> _INPUT RECORDS_
══════
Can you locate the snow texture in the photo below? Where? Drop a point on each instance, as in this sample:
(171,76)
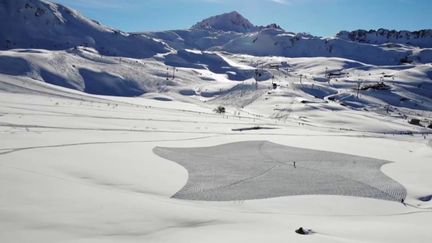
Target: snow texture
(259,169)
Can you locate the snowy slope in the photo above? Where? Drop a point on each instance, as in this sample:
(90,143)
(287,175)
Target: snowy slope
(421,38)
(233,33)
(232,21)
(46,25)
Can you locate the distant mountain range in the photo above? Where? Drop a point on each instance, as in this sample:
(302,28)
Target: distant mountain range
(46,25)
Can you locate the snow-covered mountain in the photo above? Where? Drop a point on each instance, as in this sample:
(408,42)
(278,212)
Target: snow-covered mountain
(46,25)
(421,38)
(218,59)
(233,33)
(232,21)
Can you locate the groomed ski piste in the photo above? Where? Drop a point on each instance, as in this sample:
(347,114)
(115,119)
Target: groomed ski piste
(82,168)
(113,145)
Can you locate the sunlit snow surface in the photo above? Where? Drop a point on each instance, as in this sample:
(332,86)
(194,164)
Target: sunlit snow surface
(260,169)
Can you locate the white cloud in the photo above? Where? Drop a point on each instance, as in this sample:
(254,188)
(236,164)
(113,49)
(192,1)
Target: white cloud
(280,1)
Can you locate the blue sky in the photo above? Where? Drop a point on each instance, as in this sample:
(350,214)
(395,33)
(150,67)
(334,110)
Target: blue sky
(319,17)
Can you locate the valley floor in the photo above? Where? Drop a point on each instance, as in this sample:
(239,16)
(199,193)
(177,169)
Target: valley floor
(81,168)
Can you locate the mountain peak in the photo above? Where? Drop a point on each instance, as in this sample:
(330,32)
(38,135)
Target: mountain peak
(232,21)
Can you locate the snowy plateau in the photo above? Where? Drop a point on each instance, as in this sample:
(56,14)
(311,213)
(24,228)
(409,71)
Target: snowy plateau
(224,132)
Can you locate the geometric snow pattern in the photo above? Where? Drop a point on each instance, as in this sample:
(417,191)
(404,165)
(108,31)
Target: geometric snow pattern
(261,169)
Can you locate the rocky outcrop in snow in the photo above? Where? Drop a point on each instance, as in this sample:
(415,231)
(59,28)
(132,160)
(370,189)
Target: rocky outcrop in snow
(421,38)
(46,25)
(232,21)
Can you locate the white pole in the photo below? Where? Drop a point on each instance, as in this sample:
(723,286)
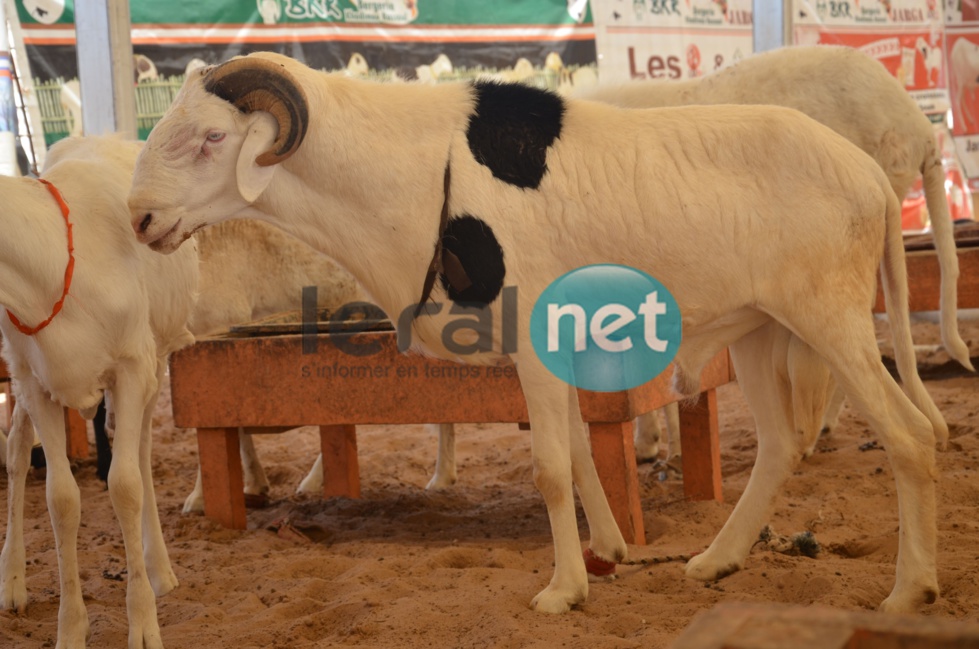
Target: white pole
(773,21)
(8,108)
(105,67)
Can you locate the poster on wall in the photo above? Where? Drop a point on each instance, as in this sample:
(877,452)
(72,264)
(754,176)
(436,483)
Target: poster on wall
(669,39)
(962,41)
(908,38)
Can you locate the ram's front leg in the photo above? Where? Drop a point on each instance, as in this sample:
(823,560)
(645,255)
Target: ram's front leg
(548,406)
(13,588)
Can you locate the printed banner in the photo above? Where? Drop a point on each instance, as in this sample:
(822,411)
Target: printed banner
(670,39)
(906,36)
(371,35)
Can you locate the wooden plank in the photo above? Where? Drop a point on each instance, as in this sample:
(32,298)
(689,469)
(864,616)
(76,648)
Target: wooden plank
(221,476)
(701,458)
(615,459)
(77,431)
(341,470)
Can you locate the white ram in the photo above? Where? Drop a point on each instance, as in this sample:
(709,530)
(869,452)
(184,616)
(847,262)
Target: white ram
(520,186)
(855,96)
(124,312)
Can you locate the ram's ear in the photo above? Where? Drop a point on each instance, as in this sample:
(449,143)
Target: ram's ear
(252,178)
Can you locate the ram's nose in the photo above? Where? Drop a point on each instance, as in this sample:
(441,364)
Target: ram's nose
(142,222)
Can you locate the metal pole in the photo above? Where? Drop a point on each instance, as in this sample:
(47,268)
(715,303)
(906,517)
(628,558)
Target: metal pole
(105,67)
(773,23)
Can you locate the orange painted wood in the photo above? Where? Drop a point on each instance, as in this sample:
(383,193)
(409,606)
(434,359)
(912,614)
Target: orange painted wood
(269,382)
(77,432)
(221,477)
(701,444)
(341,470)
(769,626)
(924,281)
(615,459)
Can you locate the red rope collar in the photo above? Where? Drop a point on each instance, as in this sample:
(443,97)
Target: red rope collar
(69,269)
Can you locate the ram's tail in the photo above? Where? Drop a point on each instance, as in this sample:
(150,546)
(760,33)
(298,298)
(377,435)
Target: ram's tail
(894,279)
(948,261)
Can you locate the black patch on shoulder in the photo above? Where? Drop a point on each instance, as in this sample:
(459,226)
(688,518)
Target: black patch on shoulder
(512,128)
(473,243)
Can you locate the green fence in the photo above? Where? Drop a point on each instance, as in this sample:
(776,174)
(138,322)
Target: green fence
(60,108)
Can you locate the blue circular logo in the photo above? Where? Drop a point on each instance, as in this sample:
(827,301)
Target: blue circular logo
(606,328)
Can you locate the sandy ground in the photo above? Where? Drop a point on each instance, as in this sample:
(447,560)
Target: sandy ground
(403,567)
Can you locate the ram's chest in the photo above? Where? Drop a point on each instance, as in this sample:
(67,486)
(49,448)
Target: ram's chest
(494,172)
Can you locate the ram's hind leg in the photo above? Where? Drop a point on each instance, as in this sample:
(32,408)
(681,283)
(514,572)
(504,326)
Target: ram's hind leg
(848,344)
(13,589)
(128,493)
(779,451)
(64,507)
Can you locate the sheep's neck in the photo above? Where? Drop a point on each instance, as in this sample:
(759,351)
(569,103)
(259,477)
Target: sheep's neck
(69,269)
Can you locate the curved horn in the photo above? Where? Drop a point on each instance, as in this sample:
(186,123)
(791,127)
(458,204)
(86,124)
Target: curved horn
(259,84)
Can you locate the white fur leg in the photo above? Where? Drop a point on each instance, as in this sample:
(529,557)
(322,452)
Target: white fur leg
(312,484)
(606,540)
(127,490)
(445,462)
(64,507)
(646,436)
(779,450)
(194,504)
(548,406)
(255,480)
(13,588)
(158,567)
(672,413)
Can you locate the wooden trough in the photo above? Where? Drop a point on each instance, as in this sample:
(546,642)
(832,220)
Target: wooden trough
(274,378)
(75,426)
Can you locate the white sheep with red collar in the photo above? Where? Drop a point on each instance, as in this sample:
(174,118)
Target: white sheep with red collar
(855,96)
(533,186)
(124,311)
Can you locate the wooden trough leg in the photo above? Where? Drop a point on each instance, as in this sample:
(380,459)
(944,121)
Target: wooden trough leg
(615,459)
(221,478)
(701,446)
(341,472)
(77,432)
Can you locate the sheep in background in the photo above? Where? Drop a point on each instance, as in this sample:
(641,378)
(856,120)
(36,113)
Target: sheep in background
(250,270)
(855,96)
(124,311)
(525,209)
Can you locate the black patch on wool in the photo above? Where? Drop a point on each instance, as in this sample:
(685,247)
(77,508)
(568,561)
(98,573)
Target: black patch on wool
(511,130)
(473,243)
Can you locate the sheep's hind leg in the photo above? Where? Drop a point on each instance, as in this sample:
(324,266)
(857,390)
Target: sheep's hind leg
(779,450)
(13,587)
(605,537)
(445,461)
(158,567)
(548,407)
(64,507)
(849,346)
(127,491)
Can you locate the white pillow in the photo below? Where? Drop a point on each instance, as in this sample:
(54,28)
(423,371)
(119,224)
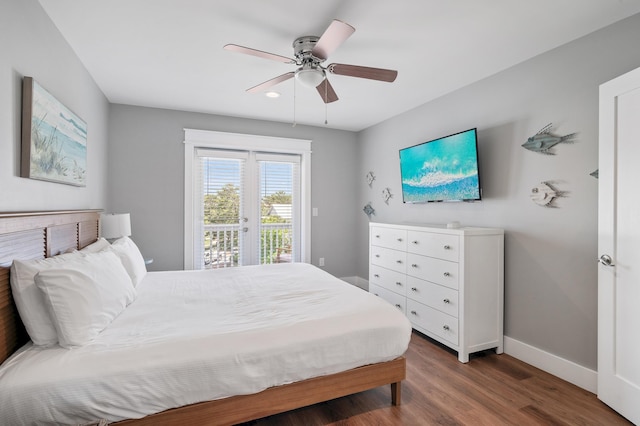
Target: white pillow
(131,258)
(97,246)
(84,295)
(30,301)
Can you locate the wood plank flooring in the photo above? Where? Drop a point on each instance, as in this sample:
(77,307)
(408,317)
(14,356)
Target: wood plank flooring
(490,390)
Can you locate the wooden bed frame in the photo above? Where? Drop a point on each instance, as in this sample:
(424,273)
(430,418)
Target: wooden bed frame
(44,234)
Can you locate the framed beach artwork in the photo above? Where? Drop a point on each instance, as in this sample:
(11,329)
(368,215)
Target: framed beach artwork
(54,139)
══════
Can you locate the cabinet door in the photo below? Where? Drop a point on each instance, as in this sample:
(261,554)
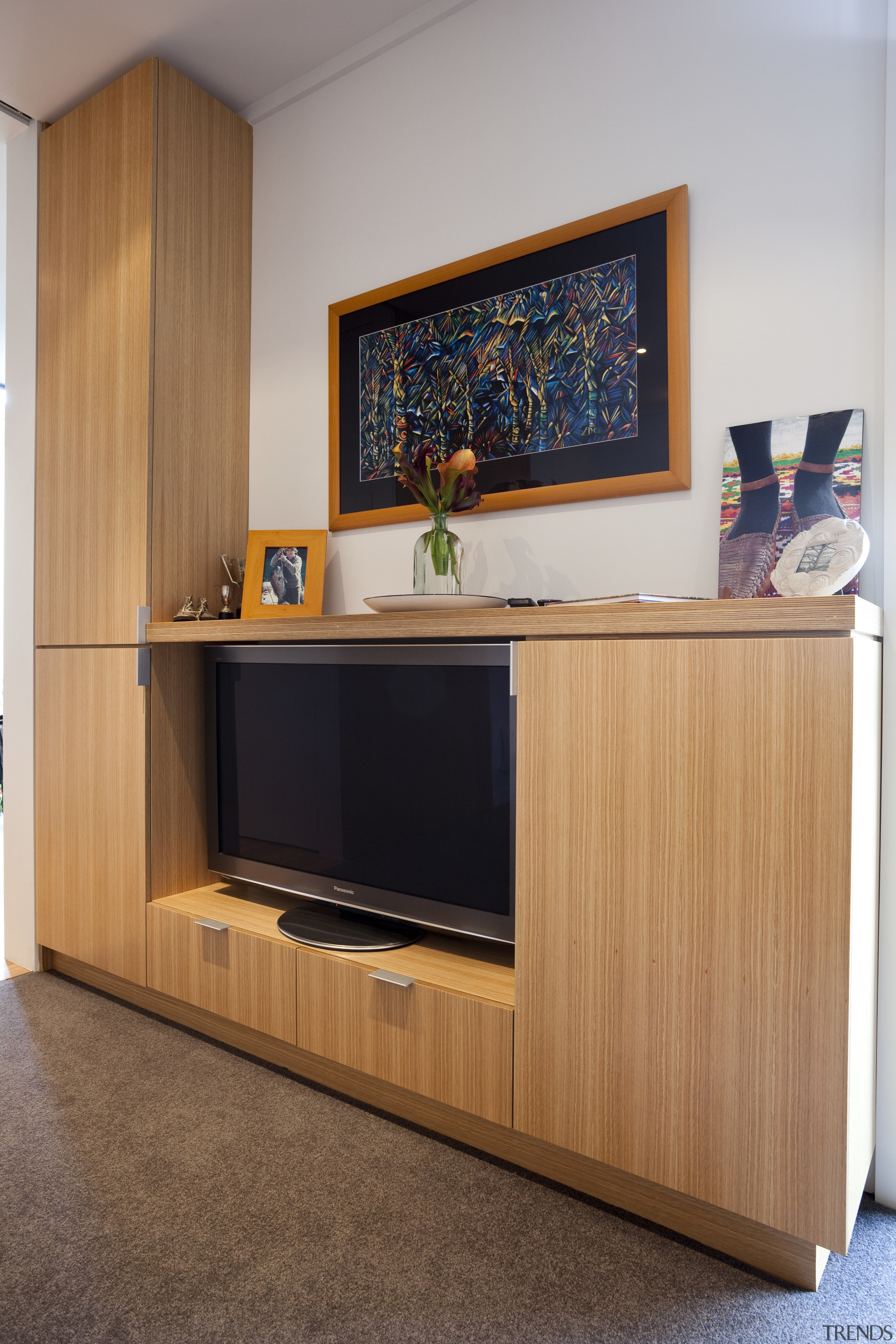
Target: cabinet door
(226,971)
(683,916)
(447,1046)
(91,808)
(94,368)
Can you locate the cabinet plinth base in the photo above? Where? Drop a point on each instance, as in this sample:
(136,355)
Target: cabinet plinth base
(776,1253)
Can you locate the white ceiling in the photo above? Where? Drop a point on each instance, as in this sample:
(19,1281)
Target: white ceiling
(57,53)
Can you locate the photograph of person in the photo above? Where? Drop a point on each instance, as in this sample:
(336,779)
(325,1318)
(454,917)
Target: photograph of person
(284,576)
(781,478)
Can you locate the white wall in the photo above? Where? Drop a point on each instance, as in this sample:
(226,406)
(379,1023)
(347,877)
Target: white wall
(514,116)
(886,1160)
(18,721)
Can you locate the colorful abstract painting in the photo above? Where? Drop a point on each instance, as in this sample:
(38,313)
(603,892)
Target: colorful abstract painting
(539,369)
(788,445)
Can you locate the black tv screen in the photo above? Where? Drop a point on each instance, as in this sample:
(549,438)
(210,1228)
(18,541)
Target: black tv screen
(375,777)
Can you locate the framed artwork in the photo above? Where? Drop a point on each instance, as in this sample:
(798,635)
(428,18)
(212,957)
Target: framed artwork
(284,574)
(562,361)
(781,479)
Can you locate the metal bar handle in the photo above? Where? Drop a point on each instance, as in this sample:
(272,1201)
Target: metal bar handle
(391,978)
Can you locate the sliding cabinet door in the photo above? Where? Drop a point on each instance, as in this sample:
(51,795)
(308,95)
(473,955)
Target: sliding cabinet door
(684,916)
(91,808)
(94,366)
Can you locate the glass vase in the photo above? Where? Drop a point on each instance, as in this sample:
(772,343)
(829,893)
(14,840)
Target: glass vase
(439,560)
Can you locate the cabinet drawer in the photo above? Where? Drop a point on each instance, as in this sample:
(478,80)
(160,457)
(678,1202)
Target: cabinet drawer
══════
> _SET EXERCISE_
Show every line of the records that holds the word "poster".

> _SOLVED PROBLEM_
Can you locate the poster on wall in the photo above? Where? Drop a point on each instance, as in this sample:
Target: poster on wall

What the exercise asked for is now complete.